BACKGROUND OF EXEMPLARY EMBODIMENTS OF THE INVENTION
[0002] The present invention relates generally to the field of
content access and content search. Nowadays users of computing
platforms tend to use various data entry methods to search for and
locate desired content. Typical methods include text entry of
search terms using a Key Pad, or clicking a selection from a list
with a Computer mouse. All these methods have disadvantages or
defects. In mobile devices, for example, the means for user input
are limited, and the current methods suffer from reliability and
speed issues. Hence, there is a great need to find methods that
will minimize the number of distinct user actions (such as, e.g.,
keystrokes or clicks) necessary for choosing the right content.
[0003] The embodiments described herein are illustrative and
non-limiting. Definitions are provided solely to assist one of
ordinary skills in the art to better understand these illustrative,
non-limiting embodiments. As such, these definitions should not be
used to limit the scope of the claims more narrowly that the plain
and ordinary meaning of the terms recited in the claims. With that
caveat, the following definitions are used:
[0004] "Computer" means any
[0005] computer,
[0006] combination of Computers, or
[0007] other equipment performing computations,
that can process the information sent by a remote device. Prime
examples would be (1) the local processor in an imaging device, (2)
a remote server, or (3) a combination of the local processor and
the remote server.
[0008] "Key Pad" means any equipment for entry of alphanumeric
information, such as, e.g., a mobile phone's numeric Key Pad, or a
touch screen with alphanumeric keys marked on it. Entry of
information may also be by voice or other audio means, in which the
audio signal is converted by machine into alphanumeric information.
The term "Key Pad" includes also equipment that receives audio
input, equipment that converts audio input into alphanumeric
information, and equipment that both receives and converts the
audio input.
[0009] "Retrieval" means searching, accessing, and purchasing,
content, or any subset of those three activities.

────────────────────

▶ BRIEF 1
Answer these questions from the patent background on content search:
(a) What two typical data entry methods does it name for searching for content?
(b) What three prime examples of a "Computer" does it give?
(c) What activities does the term "Retrieval" cover?
▶ BRIEF 2
According to the patent background on content search, why is there a great need for methods that minimize the number of distinct user actions needed to choose the right content?

────────────────────

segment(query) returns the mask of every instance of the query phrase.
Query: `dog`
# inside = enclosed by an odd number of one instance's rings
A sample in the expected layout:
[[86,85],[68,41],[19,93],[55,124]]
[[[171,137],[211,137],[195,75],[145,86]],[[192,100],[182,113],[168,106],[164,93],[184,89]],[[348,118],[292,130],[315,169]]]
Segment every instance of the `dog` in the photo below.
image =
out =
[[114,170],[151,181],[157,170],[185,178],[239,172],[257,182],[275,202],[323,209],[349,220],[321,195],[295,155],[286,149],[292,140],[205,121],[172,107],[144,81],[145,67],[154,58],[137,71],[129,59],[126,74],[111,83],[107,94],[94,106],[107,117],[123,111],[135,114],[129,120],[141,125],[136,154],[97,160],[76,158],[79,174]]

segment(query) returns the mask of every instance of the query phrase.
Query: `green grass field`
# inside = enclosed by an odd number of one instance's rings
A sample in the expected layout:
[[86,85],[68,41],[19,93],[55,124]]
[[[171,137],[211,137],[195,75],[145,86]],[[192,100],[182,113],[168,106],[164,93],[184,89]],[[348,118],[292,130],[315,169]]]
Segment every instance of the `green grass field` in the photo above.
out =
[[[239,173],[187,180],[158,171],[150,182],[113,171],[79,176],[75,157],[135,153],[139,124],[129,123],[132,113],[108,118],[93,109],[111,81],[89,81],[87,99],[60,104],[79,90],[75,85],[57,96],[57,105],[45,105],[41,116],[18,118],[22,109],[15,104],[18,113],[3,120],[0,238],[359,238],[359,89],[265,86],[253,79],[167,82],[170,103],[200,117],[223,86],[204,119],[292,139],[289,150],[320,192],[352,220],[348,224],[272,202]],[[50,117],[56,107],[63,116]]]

────────────────────

▶ EXERCISE RESPONSE 1
(a) Text entry of search terms using a Key Pad, and clicking a selection from a list with a Computer mouse.
(b) The local processor in an imaging device, a remote server, or a combination of the local processor and the remote server.
(c) Searching, accessing, and purchasing content, or any subset of those three activities.

▶ EXERCISE RESPONSE 2
Current data entry methods all have disadvantages or defects. In mobile devices, for example, the means for user input are limited, and the current methods suffer from reliability and speed issues.